#### Given data ####

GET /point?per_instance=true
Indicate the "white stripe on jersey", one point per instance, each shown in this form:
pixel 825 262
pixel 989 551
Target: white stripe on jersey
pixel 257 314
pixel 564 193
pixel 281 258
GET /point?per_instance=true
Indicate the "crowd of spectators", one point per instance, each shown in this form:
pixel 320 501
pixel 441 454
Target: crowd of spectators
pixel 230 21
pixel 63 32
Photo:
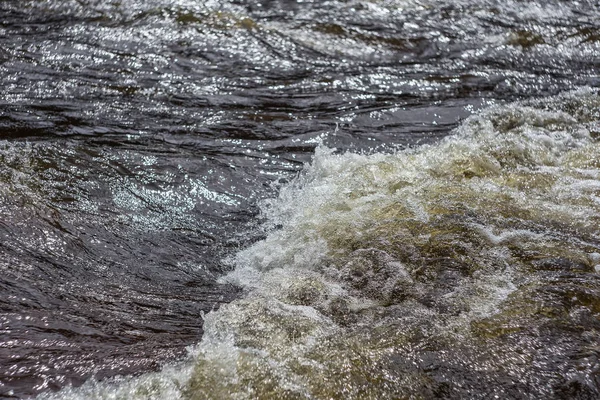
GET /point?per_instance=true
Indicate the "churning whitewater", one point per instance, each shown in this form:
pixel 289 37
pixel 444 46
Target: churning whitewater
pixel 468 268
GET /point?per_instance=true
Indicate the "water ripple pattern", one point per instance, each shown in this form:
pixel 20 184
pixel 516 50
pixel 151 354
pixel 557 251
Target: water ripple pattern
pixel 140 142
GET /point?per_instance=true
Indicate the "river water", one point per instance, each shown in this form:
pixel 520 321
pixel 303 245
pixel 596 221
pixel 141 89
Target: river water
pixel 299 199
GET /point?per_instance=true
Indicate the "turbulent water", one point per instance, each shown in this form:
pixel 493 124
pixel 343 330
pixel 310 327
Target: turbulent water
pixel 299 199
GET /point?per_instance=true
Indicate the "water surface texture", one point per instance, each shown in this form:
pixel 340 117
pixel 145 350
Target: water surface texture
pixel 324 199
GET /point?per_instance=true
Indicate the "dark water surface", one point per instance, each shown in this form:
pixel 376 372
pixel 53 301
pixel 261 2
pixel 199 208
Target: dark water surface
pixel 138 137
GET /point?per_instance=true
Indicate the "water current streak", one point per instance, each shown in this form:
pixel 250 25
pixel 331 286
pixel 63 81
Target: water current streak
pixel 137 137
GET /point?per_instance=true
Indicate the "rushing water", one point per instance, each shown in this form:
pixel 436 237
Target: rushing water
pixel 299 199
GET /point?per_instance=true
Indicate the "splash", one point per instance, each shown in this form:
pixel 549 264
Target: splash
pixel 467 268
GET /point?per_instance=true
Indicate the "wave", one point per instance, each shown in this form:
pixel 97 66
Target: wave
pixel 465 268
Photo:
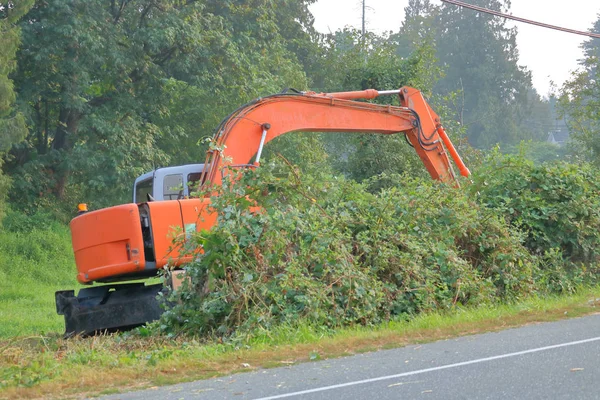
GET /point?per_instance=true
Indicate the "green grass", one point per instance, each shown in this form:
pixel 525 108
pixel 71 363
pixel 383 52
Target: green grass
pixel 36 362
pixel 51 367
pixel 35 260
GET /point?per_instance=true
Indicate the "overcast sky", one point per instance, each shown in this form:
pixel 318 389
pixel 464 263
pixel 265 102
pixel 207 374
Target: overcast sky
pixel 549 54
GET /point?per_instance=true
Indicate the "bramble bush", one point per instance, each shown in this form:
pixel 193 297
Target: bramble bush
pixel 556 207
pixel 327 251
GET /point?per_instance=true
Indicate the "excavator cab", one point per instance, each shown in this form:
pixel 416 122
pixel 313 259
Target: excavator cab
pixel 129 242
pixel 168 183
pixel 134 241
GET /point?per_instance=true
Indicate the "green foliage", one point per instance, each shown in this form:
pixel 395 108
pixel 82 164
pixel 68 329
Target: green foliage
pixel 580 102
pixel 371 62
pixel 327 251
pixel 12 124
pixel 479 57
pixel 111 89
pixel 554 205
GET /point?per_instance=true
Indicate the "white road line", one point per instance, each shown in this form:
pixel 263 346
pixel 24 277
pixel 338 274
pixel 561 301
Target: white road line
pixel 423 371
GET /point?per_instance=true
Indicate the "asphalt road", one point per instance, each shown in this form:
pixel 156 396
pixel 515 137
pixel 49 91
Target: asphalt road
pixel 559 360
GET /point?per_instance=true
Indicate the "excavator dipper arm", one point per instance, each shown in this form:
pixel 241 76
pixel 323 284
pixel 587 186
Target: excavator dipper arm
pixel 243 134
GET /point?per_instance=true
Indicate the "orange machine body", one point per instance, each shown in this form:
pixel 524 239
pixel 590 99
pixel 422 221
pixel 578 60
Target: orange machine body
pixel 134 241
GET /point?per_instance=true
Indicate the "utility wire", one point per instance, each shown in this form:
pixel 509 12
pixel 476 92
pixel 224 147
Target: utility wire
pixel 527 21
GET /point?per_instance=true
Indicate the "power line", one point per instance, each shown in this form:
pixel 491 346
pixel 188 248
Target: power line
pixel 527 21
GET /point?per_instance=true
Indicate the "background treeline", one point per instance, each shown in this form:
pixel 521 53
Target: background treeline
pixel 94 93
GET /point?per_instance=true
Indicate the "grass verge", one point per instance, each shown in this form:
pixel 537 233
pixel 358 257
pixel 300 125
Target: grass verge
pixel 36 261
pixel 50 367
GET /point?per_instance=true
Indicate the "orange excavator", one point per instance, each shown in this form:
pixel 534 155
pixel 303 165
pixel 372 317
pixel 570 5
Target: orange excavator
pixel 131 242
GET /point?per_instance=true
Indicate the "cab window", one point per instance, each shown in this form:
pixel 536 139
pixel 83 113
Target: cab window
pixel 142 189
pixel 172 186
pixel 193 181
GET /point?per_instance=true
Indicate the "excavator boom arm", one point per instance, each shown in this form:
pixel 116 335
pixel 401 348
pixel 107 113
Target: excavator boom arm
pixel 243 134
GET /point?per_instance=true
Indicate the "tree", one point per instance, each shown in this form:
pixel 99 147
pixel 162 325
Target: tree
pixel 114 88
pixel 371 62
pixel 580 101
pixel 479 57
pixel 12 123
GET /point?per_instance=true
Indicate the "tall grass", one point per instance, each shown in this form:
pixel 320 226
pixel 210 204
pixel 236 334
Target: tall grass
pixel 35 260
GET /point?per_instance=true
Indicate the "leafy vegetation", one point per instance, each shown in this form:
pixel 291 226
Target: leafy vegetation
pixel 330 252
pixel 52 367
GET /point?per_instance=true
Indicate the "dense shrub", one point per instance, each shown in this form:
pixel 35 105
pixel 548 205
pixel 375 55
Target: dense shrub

####

◆ **Short task**
Copy the listing verbatim, starting with its first line and going on through the line that contains "pixel 324 199", both included. Leave the pictures out of your copy.

◆ **Final result**
GET /point?per_instance=true
Indicate the "white stripe on jersey", one point per instance, each shown in this form:
pixel 825 262
pixel 989 551
Target: white stripe on jersey
pixel 257 314
pixel 564 193
pixel 281 258
GET /point?per_instance=true
Indicate the "crowd of spectators", one point per instance, each shown in this form:
pixel 320 501
pixel 441 454
Target: crowd of spectators
pixel 230 21
pixel 63 32
Photo:
GET /point?per_instance=true
Indicate the "churning whitewater", one point per instance, each shown in this form:
pixel 289 37
pixel 444 46
Target: churning whitewater
pixel 468 268
GET /point?per_instance=true
Indicate the "water ripple pattern", one point per instance, each shown in this form:
pixel 20 184
pixel 516 50
pixel 151 354
pixel 557 251
Target: water ripple pattern
pixel 140 142
GET /point?per_instance=true
Indicate the "river water", one point per instance, each shown in this form:
pixel 520 321
pixel 303 245
pixel 596 221
pixel 141 89
Target: river water
pixel 299 199
GET /point?per_instance=true
Indicate the "turbulent water", one point per instance, each shown in this form:
pixel 493 124
pixel 343 330
pixel 310 327
Target: turbulent water
pixel 299 199
GET /point?per_instance=true
Indicate the "water surface texture", one point per instance, each shown in this form:
pixel 340 117
pixel 145 350
Target: water surface texture
pixel 324 199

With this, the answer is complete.